Material provided =>
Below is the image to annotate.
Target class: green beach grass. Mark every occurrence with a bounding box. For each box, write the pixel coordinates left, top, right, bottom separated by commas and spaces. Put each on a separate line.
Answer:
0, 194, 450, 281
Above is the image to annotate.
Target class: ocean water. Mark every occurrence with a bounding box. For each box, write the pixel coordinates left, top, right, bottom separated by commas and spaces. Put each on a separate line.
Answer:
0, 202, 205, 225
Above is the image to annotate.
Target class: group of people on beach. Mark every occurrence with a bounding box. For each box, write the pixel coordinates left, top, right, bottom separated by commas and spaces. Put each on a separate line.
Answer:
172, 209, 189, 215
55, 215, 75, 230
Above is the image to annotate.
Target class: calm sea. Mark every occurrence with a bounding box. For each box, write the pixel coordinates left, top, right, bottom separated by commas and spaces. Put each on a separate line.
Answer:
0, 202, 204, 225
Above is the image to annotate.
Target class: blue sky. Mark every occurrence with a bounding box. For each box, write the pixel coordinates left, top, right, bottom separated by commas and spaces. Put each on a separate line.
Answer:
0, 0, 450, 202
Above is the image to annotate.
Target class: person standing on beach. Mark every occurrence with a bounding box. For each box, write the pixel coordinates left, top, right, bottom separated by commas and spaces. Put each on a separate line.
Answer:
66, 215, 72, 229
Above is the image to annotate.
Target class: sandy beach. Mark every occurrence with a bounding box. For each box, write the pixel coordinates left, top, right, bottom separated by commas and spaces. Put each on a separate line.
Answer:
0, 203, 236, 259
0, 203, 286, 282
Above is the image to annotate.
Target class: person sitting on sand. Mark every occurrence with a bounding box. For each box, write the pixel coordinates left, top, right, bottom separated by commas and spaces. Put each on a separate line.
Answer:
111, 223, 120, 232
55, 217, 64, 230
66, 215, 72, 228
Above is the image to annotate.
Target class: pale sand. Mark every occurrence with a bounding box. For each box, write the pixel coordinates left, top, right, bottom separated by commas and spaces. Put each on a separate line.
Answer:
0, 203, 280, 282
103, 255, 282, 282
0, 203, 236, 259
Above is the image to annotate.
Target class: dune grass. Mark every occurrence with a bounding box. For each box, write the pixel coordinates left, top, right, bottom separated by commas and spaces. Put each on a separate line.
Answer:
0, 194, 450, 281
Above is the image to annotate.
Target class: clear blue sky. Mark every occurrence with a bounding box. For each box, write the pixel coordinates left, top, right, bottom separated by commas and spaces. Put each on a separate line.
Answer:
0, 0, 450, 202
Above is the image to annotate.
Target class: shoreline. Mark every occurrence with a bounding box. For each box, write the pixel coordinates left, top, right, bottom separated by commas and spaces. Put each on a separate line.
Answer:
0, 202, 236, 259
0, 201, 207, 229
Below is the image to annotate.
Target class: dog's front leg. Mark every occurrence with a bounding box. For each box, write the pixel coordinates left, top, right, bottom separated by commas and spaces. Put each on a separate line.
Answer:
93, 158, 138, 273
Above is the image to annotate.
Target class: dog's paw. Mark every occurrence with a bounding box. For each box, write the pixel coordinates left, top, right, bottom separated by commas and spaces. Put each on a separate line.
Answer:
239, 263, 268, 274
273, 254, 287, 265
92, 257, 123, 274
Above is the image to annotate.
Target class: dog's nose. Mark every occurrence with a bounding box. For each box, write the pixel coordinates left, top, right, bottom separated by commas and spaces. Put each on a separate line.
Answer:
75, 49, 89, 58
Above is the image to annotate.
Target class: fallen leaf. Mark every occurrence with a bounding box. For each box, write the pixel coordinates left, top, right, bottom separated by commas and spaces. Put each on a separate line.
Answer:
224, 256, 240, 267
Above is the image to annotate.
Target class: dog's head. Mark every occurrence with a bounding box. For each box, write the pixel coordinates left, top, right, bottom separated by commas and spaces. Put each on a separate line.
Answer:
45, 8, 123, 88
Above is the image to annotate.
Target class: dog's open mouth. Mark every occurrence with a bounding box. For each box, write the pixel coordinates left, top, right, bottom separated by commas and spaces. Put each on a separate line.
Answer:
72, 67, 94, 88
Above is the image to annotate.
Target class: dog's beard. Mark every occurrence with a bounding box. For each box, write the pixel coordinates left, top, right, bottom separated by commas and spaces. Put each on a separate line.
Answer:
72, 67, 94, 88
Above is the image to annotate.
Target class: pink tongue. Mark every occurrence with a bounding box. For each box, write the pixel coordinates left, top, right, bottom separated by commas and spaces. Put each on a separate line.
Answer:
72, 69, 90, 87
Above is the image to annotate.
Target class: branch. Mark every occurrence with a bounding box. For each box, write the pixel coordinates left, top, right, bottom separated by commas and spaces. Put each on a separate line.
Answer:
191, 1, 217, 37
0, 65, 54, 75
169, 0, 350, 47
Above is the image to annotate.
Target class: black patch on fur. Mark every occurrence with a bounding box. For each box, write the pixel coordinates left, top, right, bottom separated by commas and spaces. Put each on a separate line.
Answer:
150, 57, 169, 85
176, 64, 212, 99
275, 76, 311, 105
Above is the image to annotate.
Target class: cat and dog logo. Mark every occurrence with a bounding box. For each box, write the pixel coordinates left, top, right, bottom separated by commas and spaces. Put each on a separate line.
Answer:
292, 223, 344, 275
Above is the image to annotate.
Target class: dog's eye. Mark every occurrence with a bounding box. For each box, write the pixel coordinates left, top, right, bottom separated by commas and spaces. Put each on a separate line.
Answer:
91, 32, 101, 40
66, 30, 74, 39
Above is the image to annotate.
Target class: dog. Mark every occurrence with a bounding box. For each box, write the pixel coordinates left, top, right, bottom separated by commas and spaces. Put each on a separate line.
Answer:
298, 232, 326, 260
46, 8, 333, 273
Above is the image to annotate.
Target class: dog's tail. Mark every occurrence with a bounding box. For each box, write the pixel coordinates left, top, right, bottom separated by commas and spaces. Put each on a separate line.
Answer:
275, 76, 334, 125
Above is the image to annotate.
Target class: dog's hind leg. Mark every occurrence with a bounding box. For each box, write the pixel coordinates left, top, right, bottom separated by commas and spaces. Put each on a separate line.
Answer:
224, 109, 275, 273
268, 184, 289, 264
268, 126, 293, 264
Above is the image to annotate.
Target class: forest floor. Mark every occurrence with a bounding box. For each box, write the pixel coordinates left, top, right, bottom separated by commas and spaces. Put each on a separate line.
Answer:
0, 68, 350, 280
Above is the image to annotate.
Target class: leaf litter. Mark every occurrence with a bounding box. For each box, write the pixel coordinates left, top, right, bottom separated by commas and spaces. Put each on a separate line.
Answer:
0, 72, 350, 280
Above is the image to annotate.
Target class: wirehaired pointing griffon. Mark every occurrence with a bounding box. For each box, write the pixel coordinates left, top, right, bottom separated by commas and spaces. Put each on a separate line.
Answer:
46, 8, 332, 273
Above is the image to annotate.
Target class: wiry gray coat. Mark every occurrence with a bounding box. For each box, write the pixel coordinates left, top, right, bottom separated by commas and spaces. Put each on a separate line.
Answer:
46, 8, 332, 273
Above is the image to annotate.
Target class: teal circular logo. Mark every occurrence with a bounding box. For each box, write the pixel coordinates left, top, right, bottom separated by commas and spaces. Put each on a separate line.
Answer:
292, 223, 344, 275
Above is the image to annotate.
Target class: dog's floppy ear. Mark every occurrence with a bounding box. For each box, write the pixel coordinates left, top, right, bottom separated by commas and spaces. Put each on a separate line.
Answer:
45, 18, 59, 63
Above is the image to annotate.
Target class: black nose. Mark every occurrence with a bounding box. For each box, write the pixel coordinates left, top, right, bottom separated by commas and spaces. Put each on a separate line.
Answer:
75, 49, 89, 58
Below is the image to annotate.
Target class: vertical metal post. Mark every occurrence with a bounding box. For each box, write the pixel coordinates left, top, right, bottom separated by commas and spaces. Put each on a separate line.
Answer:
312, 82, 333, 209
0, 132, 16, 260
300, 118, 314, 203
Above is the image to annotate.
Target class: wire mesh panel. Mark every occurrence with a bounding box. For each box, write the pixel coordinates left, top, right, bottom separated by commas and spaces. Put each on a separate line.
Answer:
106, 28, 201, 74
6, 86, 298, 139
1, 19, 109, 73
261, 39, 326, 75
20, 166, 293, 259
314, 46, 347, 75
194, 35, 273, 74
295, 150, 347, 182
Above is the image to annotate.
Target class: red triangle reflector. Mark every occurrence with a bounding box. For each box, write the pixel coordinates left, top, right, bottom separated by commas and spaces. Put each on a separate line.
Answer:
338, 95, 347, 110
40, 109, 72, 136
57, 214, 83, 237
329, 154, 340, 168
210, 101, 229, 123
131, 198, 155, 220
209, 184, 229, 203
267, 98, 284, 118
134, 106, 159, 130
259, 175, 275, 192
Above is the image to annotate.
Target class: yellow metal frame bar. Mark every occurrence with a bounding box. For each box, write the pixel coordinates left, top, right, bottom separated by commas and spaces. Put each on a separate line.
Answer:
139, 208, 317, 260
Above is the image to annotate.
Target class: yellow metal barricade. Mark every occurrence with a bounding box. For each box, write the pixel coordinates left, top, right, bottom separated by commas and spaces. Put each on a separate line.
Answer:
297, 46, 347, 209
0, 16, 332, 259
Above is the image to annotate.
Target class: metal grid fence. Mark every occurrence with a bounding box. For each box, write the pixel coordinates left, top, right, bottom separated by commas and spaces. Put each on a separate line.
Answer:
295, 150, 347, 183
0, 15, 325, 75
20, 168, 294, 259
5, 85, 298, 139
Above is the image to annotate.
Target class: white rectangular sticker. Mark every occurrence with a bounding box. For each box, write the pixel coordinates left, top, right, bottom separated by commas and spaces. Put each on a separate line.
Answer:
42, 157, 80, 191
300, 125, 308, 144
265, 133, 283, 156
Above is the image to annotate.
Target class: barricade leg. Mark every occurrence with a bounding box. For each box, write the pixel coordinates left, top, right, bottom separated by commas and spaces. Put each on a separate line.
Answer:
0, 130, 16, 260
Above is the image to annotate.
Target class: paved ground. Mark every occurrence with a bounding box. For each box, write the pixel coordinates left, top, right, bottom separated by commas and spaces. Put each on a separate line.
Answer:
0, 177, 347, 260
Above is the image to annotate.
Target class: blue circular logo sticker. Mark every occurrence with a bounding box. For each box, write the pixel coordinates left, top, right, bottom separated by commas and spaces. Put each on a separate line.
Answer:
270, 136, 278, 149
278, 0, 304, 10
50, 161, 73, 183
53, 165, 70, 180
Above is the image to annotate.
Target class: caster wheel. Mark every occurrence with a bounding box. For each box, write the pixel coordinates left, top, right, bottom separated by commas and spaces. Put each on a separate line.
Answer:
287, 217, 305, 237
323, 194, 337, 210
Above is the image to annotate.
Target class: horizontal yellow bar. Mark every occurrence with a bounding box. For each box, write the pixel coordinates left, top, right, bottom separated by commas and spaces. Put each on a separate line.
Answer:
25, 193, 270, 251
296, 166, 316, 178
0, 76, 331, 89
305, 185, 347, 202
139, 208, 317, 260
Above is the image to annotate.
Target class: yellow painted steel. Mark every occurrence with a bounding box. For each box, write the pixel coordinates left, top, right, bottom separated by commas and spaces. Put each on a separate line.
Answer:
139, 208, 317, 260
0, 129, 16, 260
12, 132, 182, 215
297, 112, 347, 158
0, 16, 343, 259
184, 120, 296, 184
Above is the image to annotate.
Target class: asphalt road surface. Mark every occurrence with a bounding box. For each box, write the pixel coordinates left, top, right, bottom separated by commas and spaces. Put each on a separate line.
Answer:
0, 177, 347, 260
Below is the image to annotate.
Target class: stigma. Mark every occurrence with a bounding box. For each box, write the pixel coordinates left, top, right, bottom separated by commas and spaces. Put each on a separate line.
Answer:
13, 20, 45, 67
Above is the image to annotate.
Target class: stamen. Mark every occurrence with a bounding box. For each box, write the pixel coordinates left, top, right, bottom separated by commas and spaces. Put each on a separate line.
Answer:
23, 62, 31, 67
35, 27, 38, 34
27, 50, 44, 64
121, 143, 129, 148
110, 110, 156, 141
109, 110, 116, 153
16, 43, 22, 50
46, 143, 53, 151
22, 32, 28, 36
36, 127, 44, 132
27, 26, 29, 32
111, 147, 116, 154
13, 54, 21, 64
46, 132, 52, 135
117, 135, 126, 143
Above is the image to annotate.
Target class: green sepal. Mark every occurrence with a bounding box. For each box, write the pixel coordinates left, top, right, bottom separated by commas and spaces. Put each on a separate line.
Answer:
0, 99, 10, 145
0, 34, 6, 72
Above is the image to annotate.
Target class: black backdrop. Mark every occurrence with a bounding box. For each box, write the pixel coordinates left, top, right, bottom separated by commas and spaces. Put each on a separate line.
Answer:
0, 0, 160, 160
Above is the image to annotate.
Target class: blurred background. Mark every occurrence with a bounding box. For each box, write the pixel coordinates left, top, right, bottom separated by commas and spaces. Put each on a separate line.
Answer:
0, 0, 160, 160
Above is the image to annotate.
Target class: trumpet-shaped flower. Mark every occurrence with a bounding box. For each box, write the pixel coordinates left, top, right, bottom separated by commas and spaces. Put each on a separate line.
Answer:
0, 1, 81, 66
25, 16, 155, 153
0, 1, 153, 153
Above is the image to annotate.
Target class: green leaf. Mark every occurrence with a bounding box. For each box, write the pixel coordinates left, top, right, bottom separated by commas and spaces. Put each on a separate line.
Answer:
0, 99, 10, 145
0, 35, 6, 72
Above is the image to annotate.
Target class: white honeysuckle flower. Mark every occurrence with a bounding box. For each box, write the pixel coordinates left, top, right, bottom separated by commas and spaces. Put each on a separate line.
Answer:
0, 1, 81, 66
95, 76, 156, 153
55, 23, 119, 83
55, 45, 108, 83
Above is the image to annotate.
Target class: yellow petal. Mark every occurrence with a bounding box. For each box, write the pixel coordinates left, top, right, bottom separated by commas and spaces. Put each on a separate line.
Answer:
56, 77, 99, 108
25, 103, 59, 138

Set exercise => Please pick out each line of the items above that contains the word "barricade" and copy those lines.

Answer for the task =>
Target class: yellow metal barricade. Mark every occurrence with a bounding box. For each box, write the pixel coordinates left, top, right, bottom separated by commas and spaces. Put each on a separate line.
Target class: barricade leg. Mark every occurrence with a bounding box. For each box, write the pixel coordinates left, top, right, bottom separated by commas and spaces. Put each on a separate line.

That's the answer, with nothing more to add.